What this task involves.
Would you please output the lines from the one holding "Target: black cable" to the end of the entries, exactly and with no others?

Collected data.
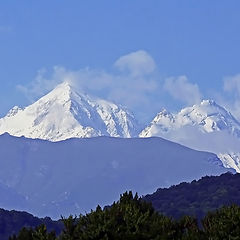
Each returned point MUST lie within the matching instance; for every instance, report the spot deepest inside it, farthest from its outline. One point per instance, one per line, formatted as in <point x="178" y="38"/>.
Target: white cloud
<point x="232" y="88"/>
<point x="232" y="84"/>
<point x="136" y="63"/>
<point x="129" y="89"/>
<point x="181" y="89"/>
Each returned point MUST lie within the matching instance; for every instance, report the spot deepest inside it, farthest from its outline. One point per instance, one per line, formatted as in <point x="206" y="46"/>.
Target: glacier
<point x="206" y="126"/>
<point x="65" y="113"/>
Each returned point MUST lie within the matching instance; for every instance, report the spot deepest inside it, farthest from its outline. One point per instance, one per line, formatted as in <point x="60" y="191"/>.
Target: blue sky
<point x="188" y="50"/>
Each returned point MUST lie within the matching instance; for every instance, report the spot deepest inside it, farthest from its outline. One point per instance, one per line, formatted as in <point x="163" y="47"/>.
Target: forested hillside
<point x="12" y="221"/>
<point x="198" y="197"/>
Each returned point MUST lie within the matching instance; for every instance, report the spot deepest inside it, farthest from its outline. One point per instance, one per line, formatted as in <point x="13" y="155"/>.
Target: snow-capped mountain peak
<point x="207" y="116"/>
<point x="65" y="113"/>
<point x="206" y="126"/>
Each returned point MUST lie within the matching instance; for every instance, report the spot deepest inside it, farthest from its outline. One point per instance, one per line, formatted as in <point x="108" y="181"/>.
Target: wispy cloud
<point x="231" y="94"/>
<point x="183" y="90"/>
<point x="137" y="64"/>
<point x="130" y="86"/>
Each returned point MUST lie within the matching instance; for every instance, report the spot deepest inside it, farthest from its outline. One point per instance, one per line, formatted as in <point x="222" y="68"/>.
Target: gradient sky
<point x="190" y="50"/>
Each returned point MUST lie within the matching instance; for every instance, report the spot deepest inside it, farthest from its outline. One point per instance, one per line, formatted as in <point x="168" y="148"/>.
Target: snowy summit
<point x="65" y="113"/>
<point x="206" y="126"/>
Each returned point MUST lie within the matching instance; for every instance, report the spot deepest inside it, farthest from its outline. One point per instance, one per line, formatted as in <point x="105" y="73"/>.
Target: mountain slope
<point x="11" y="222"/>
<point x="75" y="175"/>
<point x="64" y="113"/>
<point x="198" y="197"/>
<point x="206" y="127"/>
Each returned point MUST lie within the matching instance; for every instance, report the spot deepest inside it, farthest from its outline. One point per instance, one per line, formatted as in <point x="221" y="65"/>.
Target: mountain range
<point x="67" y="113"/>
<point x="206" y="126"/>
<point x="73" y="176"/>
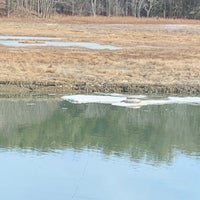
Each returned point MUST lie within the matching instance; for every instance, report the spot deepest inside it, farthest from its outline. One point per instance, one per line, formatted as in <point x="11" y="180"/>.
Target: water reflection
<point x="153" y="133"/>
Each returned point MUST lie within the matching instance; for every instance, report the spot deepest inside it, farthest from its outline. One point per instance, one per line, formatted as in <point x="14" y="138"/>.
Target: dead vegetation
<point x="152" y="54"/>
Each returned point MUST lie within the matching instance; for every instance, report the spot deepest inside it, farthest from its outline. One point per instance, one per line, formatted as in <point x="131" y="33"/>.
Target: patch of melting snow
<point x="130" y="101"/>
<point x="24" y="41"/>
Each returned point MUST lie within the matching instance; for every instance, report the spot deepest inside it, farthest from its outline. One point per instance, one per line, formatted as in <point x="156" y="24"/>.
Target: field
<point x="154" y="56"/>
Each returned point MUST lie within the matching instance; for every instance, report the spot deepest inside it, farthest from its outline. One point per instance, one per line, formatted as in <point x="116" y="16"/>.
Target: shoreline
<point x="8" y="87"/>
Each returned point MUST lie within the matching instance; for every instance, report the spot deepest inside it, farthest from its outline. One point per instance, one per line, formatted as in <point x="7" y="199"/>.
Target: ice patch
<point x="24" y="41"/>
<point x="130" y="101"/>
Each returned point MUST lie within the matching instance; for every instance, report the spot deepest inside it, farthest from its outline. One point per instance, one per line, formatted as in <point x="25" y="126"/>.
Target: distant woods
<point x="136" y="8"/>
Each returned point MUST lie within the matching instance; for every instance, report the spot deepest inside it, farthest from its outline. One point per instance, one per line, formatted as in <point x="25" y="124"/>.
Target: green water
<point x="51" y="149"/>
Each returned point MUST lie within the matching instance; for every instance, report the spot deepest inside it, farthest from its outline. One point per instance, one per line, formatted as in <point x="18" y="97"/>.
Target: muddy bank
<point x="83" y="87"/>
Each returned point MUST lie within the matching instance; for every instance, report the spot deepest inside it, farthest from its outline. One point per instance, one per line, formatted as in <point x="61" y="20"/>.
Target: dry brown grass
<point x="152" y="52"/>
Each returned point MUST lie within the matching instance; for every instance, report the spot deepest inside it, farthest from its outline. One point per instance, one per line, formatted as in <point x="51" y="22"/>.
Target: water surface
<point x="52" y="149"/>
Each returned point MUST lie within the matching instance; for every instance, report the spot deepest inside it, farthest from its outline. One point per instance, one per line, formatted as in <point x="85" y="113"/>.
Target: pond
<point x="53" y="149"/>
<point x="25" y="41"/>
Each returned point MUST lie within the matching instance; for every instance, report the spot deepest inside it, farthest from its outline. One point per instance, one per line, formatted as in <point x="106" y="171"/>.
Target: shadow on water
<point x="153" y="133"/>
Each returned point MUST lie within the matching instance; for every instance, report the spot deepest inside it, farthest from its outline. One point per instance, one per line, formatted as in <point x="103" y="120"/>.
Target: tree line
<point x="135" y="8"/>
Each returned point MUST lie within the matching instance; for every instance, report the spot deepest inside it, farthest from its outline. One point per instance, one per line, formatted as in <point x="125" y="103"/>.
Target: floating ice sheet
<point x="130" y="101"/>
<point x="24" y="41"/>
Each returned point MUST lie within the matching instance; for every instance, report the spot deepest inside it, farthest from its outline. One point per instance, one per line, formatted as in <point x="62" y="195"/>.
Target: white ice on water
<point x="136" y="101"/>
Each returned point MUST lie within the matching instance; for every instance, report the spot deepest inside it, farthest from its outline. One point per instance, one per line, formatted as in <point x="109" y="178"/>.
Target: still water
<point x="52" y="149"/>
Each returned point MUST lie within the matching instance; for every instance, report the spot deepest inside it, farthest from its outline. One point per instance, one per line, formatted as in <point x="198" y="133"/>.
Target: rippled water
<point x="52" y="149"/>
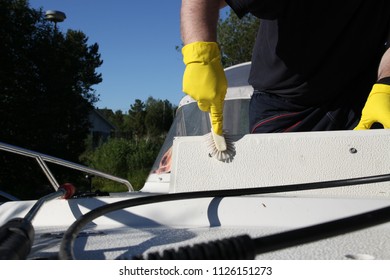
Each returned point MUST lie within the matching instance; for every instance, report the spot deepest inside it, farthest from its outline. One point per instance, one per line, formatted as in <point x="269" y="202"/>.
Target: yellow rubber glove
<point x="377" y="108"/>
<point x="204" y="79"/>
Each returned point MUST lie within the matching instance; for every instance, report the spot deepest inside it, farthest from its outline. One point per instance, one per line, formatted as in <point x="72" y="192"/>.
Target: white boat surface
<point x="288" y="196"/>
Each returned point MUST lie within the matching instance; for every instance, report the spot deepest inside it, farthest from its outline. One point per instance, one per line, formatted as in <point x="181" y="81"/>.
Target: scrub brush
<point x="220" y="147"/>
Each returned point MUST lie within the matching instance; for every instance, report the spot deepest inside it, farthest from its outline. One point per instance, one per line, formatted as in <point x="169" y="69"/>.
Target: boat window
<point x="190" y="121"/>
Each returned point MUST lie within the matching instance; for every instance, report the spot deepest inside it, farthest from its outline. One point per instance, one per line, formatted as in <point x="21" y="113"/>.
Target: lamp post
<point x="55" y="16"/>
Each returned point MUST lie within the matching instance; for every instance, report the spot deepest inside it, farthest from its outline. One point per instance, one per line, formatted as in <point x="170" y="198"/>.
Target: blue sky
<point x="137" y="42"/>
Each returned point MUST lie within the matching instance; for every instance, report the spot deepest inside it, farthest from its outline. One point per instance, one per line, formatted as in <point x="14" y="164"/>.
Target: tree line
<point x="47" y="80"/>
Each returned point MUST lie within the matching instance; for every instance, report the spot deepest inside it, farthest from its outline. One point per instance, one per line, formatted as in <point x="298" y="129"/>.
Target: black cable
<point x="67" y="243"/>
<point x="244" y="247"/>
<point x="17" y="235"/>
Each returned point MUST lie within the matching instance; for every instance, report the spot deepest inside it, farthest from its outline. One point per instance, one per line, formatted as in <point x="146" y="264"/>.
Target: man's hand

The completed task.
Target: black cable
<point x="67" y="243"/>
<point x="244" y="247"/>
<point x="17" y="235"/>
Each returned point MUST lie within the matching instance; for every instance, report the spot deepest inside it, farthest from its outline. One point per instance, one per line, formatted as in <point x="146" y="264"/>.
Target: man's hand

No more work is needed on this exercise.